Source information:
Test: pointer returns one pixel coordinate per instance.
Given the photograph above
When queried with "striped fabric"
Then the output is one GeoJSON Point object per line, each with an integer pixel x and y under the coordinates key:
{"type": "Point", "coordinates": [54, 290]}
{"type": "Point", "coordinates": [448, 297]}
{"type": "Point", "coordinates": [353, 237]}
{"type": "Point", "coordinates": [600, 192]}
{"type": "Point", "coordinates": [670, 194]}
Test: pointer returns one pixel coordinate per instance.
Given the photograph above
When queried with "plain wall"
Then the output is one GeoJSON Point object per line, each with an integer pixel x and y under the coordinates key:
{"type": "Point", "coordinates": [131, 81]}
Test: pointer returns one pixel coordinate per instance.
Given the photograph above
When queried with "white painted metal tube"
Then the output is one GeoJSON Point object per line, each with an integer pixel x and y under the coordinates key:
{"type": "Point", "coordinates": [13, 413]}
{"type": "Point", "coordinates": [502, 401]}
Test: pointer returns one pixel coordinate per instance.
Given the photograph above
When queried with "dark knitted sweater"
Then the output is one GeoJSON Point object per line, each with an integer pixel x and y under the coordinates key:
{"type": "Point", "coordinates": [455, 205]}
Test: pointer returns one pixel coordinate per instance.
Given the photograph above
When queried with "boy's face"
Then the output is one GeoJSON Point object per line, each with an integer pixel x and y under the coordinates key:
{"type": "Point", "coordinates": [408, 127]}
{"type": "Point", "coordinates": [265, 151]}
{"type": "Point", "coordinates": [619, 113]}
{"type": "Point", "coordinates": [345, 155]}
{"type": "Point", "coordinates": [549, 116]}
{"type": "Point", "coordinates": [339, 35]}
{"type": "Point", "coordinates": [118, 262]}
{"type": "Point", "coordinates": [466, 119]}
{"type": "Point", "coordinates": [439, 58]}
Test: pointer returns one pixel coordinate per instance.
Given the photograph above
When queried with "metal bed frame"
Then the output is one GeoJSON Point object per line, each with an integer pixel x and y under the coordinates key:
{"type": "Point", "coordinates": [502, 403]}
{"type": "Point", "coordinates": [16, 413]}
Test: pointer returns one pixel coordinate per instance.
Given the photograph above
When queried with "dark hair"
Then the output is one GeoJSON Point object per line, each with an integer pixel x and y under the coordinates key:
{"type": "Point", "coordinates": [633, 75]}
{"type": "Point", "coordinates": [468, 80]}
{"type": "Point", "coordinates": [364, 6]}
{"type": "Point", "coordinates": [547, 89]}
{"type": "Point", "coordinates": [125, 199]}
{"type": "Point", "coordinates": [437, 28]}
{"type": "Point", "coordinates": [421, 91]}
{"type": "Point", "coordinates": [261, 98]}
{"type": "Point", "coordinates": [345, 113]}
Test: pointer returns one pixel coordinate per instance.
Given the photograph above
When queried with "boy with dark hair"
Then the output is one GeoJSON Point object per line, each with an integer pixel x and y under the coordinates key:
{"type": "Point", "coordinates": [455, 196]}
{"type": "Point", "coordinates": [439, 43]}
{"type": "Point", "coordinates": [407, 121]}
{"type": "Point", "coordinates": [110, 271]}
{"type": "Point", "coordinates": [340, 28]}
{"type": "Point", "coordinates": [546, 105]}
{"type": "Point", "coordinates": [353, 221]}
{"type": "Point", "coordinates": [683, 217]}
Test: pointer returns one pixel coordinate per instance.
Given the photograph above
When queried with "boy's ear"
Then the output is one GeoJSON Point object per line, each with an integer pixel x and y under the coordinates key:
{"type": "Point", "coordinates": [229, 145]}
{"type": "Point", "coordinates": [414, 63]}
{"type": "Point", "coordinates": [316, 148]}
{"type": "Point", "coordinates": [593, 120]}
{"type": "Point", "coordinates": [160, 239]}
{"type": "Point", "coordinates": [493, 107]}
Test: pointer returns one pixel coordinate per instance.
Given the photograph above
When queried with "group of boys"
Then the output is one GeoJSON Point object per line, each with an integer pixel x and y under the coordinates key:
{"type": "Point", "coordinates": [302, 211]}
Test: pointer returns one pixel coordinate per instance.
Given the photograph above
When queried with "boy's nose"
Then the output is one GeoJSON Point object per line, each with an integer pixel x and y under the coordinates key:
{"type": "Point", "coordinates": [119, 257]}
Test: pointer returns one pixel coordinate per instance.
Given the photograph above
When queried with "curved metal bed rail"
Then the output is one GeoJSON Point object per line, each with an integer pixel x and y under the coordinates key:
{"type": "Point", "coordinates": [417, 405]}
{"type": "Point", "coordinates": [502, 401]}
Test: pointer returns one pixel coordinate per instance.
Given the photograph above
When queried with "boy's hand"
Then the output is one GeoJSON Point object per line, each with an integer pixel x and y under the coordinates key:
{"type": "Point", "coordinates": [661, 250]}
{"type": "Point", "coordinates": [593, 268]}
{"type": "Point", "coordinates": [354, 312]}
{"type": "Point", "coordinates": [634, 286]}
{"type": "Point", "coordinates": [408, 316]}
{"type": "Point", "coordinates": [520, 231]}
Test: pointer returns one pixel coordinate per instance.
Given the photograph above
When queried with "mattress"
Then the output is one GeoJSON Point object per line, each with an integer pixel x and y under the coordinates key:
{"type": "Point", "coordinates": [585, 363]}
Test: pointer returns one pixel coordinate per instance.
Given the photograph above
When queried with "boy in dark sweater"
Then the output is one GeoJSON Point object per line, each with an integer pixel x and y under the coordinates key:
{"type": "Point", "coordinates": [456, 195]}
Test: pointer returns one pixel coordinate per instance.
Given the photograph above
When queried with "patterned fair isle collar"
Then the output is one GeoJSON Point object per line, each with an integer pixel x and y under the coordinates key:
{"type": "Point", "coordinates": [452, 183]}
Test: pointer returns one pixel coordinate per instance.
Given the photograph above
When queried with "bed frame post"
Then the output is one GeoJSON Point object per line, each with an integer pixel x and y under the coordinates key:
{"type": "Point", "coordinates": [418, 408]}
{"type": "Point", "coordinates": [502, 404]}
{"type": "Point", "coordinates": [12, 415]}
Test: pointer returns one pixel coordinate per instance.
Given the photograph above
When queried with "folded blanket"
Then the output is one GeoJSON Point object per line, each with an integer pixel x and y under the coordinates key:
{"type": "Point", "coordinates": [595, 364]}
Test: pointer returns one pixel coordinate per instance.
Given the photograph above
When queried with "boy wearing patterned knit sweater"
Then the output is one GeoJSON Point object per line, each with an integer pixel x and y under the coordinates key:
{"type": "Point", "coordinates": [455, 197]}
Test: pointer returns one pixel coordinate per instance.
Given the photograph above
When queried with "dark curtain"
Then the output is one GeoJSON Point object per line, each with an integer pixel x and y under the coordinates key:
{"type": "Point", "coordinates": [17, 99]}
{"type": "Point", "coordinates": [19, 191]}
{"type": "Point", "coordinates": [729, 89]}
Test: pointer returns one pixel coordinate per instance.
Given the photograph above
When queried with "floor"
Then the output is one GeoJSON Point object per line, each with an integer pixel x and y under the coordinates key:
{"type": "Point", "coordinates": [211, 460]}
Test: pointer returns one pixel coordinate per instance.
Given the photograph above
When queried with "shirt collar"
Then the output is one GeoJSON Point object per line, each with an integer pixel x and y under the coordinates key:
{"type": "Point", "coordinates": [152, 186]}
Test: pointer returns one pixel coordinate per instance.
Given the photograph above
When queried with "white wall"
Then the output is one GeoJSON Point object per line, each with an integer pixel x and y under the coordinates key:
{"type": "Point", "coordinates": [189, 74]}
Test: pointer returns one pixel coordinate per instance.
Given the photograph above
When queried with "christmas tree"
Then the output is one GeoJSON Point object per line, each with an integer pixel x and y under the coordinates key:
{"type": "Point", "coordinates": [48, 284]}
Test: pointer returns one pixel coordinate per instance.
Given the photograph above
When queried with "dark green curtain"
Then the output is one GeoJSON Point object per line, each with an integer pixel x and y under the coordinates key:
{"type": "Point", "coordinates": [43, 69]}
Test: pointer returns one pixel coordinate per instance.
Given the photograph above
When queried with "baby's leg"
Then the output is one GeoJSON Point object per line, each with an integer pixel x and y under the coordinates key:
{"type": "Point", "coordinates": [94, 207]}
...
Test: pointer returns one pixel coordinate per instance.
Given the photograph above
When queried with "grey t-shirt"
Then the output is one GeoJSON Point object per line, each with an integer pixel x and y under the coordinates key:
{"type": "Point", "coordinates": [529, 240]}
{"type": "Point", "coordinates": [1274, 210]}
==
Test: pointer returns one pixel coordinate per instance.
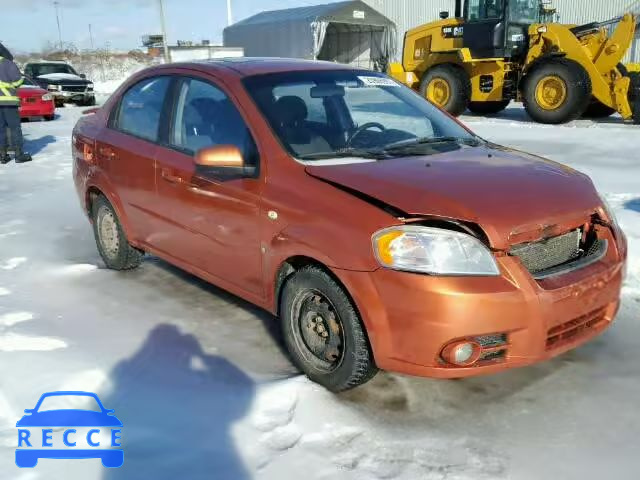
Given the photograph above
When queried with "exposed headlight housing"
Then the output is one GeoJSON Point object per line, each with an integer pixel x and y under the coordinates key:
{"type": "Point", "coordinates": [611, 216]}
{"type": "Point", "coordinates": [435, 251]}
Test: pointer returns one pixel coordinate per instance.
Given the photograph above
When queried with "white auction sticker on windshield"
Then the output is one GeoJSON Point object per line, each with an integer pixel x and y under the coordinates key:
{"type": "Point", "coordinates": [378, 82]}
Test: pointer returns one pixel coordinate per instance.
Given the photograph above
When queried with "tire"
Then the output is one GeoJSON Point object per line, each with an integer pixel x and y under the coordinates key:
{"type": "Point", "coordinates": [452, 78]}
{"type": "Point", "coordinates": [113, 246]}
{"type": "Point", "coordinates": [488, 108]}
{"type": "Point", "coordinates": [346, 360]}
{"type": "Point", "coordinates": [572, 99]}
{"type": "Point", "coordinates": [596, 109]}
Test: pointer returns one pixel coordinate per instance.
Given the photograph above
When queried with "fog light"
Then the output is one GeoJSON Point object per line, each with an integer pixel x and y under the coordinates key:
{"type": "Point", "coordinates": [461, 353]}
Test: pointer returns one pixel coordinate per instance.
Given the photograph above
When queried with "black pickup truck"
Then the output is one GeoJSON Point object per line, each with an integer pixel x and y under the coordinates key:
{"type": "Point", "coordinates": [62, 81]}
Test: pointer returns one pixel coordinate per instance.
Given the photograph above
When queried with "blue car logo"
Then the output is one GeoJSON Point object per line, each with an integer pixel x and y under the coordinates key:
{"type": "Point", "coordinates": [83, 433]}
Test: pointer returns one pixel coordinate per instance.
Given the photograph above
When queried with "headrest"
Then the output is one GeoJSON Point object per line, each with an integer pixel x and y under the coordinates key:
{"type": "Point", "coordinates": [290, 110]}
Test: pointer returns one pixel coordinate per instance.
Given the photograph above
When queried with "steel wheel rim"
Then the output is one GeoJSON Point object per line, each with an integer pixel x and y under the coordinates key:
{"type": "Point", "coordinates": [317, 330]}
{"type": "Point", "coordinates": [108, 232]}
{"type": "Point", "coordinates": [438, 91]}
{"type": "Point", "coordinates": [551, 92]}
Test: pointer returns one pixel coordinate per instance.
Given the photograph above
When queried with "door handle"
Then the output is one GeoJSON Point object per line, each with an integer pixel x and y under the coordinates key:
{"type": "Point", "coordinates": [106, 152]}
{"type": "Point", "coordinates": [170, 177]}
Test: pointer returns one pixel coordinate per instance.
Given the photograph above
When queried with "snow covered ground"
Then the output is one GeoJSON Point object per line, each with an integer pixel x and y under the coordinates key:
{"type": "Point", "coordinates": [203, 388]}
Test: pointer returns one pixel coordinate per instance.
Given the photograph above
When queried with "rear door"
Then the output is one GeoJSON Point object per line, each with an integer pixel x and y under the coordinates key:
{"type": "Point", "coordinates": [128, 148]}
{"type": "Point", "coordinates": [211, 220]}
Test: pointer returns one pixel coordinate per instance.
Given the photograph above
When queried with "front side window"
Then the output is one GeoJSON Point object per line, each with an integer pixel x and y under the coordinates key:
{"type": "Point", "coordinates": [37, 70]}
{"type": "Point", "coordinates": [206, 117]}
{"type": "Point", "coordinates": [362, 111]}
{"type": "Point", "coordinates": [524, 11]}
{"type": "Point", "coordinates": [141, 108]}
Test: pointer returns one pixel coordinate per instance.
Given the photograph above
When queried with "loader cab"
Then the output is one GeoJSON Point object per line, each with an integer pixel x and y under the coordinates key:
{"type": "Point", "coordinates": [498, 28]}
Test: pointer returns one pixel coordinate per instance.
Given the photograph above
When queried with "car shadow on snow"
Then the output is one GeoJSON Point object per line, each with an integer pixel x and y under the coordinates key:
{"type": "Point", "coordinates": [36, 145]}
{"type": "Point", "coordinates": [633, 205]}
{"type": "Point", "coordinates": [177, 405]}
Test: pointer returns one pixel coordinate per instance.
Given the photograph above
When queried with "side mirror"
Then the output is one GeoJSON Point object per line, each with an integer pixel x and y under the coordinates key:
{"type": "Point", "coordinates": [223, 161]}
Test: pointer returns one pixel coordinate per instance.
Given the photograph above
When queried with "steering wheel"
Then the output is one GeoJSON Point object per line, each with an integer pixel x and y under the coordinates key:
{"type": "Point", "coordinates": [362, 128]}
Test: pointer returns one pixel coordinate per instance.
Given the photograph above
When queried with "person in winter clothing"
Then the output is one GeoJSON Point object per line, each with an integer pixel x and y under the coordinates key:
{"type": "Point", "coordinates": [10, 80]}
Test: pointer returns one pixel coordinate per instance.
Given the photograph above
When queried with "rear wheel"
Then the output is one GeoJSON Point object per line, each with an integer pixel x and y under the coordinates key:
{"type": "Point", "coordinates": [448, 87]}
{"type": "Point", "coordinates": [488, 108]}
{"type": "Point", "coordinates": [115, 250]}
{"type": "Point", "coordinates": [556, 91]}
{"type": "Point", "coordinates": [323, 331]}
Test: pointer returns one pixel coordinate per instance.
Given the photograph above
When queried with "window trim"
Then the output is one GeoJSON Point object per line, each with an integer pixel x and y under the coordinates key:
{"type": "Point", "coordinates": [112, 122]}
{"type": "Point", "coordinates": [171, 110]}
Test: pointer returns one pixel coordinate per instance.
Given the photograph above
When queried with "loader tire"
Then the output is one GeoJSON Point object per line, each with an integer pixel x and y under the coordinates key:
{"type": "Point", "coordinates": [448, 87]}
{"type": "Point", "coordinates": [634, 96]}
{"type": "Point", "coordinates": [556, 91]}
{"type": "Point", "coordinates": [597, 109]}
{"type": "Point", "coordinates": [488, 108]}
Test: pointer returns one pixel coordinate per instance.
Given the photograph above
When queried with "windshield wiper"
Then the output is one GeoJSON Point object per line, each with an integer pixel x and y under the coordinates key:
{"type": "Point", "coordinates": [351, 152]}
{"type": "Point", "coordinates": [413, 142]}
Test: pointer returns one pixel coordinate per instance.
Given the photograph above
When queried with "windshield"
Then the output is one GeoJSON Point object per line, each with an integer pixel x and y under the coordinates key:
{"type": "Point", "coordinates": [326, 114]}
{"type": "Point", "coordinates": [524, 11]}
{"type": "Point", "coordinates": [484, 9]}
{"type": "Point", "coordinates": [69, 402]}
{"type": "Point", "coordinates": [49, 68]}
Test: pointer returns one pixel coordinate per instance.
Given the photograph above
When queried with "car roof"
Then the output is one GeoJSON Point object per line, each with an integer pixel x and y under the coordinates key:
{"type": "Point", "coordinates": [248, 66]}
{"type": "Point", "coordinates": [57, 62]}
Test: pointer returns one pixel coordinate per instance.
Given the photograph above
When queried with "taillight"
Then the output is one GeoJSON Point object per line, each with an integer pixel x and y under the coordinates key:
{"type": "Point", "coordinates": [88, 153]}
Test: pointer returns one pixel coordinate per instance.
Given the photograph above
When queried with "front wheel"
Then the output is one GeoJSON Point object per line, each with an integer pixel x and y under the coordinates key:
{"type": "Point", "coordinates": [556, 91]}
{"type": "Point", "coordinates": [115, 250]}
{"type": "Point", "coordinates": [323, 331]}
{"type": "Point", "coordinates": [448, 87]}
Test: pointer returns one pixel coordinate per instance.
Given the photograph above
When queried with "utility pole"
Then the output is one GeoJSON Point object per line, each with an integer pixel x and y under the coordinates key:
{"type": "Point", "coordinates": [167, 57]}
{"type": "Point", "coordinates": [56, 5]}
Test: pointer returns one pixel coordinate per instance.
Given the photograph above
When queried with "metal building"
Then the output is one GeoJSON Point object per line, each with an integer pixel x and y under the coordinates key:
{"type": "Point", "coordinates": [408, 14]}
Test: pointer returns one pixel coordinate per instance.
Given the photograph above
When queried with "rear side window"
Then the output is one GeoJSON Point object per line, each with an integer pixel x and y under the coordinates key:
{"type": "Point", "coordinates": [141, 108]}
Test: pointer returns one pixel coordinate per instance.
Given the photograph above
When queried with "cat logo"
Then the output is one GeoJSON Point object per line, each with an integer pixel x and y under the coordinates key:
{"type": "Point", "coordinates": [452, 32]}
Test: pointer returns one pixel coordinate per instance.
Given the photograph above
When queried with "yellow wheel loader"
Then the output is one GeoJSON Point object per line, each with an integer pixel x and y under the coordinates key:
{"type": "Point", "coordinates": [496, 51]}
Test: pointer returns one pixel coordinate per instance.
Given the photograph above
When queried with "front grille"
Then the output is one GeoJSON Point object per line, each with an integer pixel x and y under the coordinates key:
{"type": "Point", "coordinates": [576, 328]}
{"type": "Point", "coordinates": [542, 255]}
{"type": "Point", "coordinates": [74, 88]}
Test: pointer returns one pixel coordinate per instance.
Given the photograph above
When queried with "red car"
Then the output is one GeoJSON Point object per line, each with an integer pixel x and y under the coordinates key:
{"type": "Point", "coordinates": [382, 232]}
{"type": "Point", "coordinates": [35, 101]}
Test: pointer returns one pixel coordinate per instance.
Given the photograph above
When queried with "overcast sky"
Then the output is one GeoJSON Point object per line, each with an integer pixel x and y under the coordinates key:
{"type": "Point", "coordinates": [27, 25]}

Task details: In the entries above, count each line with "collar"; reply with the total only.

Expected output: 2